## Te beantwoorden vragen:
#1 Tot welke datum heeft het dienstverband van eiser volgens het tekstfragment geduurd?
#2 Schrijf alstublieft het deel van het tekstfragment over dat begint bij de woorden "8. Het eerste" en stopt na "zelf zou betalen.". Verwissel daarin "vakantiedagen" voor "verlofdagen".

## Tekstfragment:

##########

8. Het eerste uitgangspunt van de beoordeling moet zijn dat het dienstverband van eiser tot 1 oktober 2008 heeft geduurd en dat hij in die periode vakantierechten heeft opgebouwd. Uitgegaan mag worden van de opgave van gedaagde bij brief van 28 juli 2008, nu die berekening zonder voorbehoud is gemaakt. Het tweede uitgangspunt is dat partijen niet in onderling overleg de arbeidsovereenkomst hebben beëindigd en dat evenmin gebleken is dat zij afspraken hebben gemaakt over de status van de opgebouwde en nog op te bouwen vakantiedagen. Het feit dat gedaagde eiser heeft vrijgesteld van zijn werkzaamheden, moet worden gekwalificeerd als een eenzijdige op non-actiefstelling. In beginsel stond het gedaagde toen niet vrij om van eiser te verlangen dat hij zijn vakantiedagen opnam. Dat zou immers tot effect hebben dat eiser de hem opgelegde non-activiteit deels zelf zou betalen.
9. Daar staat echter tegenover dat feitelijk opgenomen vakantie wel ten laste van het vakantietegoed van eiser dient te komen. Hij was toen immers niet beschikbaar voor het overeengekomen werk, waaraan niet afdoet dat dat alleen een theoretische optie was.

##########

## Aangeleverd materiaal:
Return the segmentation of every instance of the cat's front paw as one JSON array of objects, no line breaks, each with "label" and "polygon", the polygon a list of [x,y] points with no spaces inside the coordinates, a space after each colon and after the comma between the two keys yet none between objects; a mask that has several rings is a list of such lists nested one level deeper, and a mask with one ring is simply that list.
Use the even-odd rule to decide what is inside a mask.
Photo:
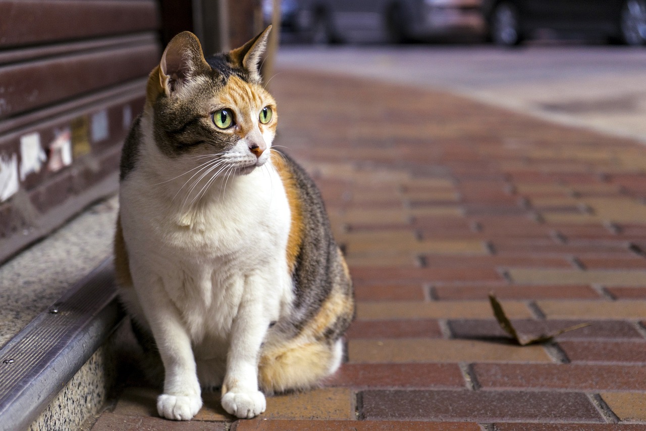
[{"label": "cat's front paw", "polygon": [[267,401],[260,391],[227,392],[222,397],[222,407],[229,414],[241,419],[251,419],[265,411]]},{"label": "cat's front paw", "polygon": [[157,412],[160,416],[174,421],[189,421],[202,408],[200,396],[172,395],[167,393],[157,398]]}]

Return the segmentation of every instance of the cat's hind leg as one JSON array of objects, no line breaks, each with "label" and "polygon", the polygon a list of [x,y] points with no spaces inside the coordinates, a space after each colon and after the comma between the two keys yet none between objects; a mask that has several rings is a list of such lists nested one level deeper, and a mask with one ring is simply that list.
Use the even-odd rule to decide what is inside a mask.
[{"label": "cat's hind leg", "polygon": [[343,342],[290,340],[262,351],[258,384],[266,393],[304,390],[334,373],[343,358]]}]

##########

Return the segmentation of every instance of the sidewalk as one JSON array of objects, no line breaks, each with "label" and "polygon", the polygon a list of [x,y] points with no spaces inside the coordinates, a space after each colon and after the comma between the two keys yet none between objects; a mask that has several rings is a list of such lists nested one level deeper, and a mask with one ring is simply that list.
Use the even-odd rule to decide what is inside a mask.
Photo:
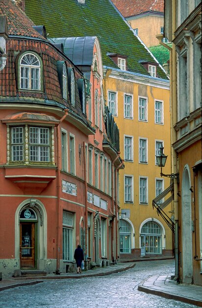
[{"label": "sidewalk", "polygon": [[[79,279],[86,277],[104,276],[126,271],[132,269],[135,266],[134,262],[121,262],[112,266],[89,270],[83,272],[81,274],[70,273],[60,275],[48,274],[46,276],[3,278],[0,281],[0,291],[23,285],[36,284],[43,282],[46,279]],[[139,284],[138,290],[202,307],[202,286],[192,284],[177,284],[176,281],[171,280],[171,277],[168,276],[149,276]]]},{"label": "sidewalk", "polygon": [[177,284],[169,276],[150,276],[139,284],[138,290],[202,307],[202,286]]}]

##########

## Antwoorden:
#1 Tot 1 oktober 2008.

#2
8. Het eerste uitgangspunt van de beoordeling moet zijn dat het dienstverband van eiser tot 1 oktober 2008 heeft geduurd en dat hij in die periode vakantierechten heeft opgebouwd. Uitgegaan mag worden van de opgave van gedaagde bij brief van 28 juli 2008, nu die berekening zonder voorbehoud is gemaakt. Het tweede uitgangspunt is dat partijen niet in onderling overleg de arbeidsovereenkomst hebben beëindigd en dat evenmin gebleken is dat zij afspraken hebben gemaakt over de status van de opgebouwde en nog op te bouwen verlofdagen. Het feit dat gedaagde eiser heeft vrijgesteld van zijn werkzaamheden, moet worden gekwalificeerd als een eenzijdige op non-actiefstelling. In beginsel stond het gedaagde toen niet vrij om van eiser te verlangen dat hij zijn verlofdagen opnam. Dat zou immers tot effect hebben dat eiser de hem opgelegde non-activiteit deels zelf zou betalen.